[Supplied entries]

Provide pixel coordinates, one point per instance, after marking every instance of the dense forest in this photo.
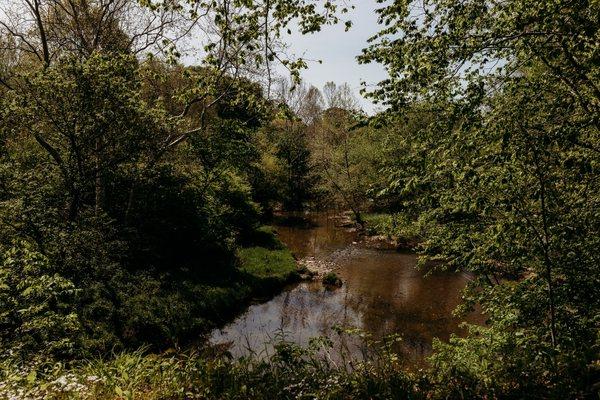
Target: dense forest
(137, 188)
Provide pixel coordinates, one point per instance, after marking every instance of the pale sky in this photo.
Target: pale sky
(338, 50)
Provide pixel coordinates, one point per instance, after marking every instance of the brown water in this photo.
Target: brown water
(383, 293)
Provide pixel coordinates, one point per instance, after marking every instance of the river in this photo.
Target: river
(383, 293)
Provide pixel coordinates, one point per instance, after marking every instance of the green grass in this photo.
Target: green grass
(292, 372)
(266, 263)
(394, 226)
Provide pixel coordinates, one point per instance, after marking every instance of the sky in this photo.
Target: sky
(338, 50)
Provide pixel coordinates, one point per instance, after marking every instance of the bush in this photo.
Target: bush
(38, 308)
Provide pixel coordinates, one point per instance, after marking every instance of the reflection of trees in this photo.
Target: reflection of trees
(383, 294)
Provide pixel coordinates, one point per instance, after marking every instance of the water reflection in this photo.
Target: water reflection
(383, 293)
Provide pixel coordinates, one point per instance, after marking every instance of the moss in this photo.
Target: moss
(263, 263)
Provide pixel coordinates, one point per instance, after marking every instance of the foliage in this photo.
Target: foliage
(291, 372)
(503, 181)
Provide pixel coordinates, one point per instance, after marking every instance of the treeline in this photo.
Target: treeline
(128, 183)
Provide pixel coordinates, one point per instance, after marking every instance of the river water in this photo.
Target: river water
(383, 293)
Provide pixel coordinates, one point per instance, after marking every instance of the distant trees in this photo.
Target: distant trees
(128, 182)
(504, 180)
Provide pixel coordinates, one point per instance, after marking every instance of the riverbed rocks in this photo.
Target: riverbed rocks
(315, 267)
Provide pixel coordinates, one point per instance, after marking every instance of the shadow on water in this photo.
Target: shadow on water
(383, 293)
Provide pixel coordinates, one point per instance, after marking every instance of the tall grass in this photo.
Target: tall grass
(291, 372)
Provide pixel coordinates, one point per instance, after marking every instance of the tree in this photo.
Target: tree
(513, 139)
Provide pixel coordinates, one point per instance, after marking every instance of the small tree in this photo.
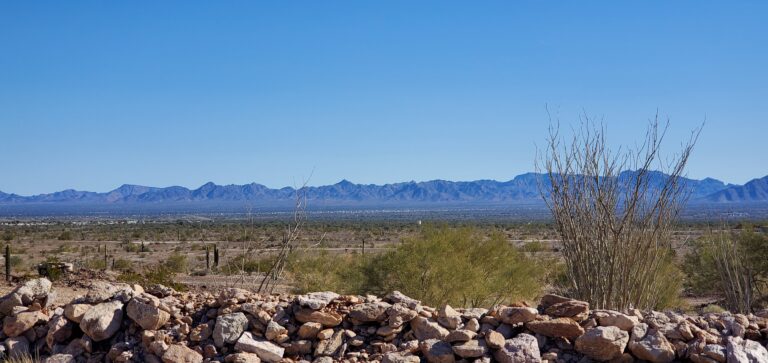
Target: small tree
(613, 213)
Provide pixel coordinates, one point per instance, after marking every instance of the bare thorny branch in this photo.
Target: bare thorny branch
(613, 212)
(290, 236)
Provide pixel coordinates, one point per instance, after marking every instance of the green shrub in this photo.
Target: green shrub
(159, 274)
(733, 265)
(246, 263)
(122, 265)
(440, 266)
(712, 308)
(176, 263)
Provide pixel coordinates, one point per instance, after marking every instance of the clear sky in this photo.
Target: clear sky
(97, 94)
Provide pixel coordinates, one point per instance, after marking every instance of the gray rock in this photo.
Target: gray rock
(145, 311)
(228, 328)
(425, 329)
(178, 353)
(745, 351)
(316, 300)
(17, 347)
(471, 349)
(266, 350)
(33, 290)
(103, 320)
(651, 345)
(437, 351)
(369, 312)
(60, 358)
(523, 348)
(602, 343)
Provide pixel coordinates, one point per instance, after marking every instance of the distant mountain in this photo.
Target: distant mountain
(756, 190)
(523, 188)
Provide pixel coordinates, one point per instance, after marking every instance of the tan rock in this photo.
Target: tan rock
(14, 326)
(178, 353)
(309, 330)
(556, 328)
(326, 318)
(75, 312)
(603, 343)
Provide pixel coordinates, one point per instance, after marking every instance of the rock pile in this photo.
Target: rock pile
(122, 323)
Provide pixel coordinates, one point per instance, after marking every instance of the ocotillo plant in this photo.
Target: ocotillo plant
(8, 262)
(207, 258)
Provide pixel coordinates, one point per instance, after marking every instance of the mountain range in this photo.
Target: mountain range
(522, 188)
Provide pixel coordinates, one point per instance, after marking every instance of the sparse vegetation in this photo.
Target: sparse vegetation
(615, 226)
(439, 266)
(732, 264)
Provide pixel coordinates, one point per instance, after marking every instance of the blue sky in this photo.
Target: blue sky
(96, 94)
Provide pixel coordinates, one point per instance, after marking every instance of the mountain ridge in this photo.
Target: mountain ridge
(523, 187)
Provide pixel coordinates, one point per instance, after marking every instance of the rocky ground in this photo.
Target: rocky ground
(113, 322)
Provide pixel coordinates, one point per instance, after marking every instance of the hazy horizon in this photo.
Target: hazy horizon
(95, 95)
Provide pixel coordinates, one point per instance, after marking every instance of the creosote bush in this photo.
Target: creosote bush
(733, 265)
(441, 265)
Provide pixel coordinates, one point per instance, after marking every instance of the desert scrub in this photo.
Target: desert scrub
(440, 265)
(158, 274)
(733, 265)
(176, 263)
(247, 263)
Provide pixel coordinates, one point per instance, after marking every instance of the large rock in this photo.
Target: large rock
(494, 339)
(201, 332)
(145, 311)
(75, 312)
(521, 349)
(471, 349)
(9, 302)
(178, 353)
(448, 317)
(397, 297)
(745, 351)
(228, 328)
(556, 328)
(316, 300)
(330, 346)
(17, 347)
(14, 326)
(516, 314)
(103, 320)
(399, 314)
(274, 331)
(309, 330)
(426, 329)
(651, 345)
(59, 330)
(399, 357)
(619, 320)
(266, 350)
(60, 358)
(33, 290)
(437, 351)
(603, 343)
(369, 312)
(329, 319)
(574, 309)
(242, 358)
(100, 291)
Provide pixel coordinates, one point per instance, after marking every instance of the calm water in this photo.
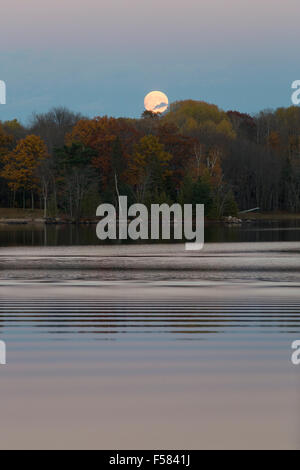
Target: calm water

[The task] Return the material in full and unaltered, minus its pictures.

[Response area]
Provide pixel coordinates, one point per instance, after marking every instance of the dense forest in this photo.
Target: dense forest
(137, 188)
Provide pixel coordinates, one point per instance, after marking every instance of the pale sky in this photo.
Target: pale sky
(338, 50)
Provide pixel coordinates, one point per instance, after marking every instance of the brown water in this photo.
Target: brown water
(383, 293)
Provide pixel coordinates, one point per instance, after marking every instance of the river in this photo.
Target: river
(383, 293)
Provide pixel coordinates, one point per instance, after marking every instance of the green grass in this photo.
Target: green grass
(292, 372)
(266, 263)
(394, 226)
Provide pixel coordinates, one point per instance, after marking every instance of the sky in this photo.
Target: sky
(338, 50)
Provide pixel coordinates, one point per instance, after marking every instance of the bush in this photo.
Target: bush
(38, 308)
Provide pixel coordinates, one point per instance, after marking every instance of the reflection of trees in this photo.
Target: reflection of trees
(383, 294)
Provide pixel coordinates, one point per instance, after marking every instance of the water reflection in this photo.
Target: water reflection
(383, 293)
Provide pixel coordinates, one point per instance, after marking every instance of the moss in this photo.
Target: moss
(263, 263)
Provide pixel coordinates, one point per instance, after marking every instance of the foliage in this photo.
Target: foliage
(291, 372)
(503, 181)
Provide pixel coordinates, one point per instance, after marking every instance of the treeline in this photo.
Target: treeline
(128, 183)
Provide pixel coordinates, one point per instance, after marking every instance of the river water in this photo.
Target: river water
(383, 293)
Provide pixel coordinates, one point per instance, after marking every instance of the distant trees in this photo.
Target: distant trees
(128, 182)
(504, 180)
Provide pixel coordinates, one point per instance, after marking every instance of the riverbed rocks in this photo.
Target: riverbed rocks
(315, 267)
Provide pixel coordinates, one point per instance, after marking every instance of the shadow on water in this photo.
Target: shadow on water
(383, 293)
Provide pixel coordinates, one point per instance, after marking every instance of the tall grass in this photo.
Target: tall grass
(291, 372)
Provide pixel coordinates, one point per instance, after marking every instance of the tree in this photo.
Target: tree
(513, 139)
Provide pixel coordinates, one point per instance, after marking every instance of the small tree in this photo.
Target: small tree
(613, 213)
Provide pixel coordinates, one point per instance, after marking every instance of the bare thorny branch in this photo.
Target: bare thorny branch
(613, 212)
(290, 236)
Provide pixel coordinates, one point per instance, after marking every instance of the green shrub in this photo.
Target: green shrub
(159, 274)
(733, 265)
(246, 263)
(122, 265)
(440, 266)
(712, 308)
(176, 263)
Provide pixel coordinates, one point per instance, after marking every instance of the clear sky in this photo.
Target: clear sky
(97, 94)
Provide pixel coordinates, one point per instance, after marking every instance of the gray rock in this photo.
Target: gray rock
(145, 311)
(228, 328)
(425, 329)
(178, 353)
(745, 351)
(316, 300)
(17, 347)
(471, 349)
(266, 350)
(33, 290)
(103, 320)
(651, 345)
(437, 351)
(369, 312)
(60, 358)
(523, 348)
(602, 343)
Provide pixel coordinates, one point per instance, after marking every instance of the distant mountain in this photo.
Target: distant mountain
(756, 190)
(523, 188)
Provide pixel coordinates, one point per instance, after marking every instance of the tan rock in this photo.
Target: tan rock
(14, 326)
(178, 353)
(309, 330)
(556, 328)
(326, 318)
(75, 312)
(603, 343)
Provide pixel coordinates, one point per instance, after marking every instance of the rock pile in this photo.
Target: rock pile
(122, 323)
Provide pixel coordinates, one point per instance, after marking every instance of the ocotillo plant in this photo.
Target: ocotillo plant
(8, 262)
(207, 258)
Provide pixel coordinates, one point per instance, after marking every instance of the mountain range in this photo.
Target: mountain range
(522, 188)
Provide pixel coordinates, one point per instance, after marking every instance of the sparse vegetation in this photo.
Target: sparse vegetation
(615, 226)
(439, 266)
(732, 264)
Provide pixel coordinates, one point per instance, after marking every instance of the blue sky in this photo.
Target: blue sky
(96, 94)
Provide pixel coordinates, one point per instance, after marking every instance of the mountain ridge in this photo.
Target: mountain ridge
(523, 187)
Provide pixel coordinates, one point per instance, after marking every instance of the rocky ground in this photo.
Target: rocky ground
(113, 322)
Provide pixel coordinates, one point per instance, after marking every instance of the hazy horizon in this photo.
Target: hazy horizon
(95, 95)
Provide pixel coordinates, one point per instance, after marking every instance of the creosote bush in this photo.
Target: creosote bush
(733, 265)
(441, 265)
Provide pixel coordinates, one point per instance, after marking every instance of the desert scrub in this photo.
Target: desert scrub
(440, 265)
(158, 274)
(733, 265)
(176, 263)
(247, 263)
Provide pixel coordinates, one point per instance, after marking every instance of the large rock in this photo.
Target: large rock
(494, 339)
(201, 332)
(145, 311)
(75, 312)
(521, 349)
(471, 349)
(9, 302)
(178, 353)
(448, 317)
(397, 297)
(745, 351)
(228, 328)
(556, 328)
(316, 300)
(330, 346)
(17, 347)
(14, 326)
(516, 314)
(103, 320)
(399, 314)
(274, 331)
(309, 330)
(426, 329)
(651, 345)
(59, 330)
(399, 357)
(619, 320)
(266, 350)
(60, 358)
(33, 290)
(437, 351)
(603, 343)
(369, 312)
(329, 319)
(574, 309)
(242, 358)
(100, 291)
Provide pixel coordinates, one point per instance, after marking every instance of the calm water in this photo.
Target: calm water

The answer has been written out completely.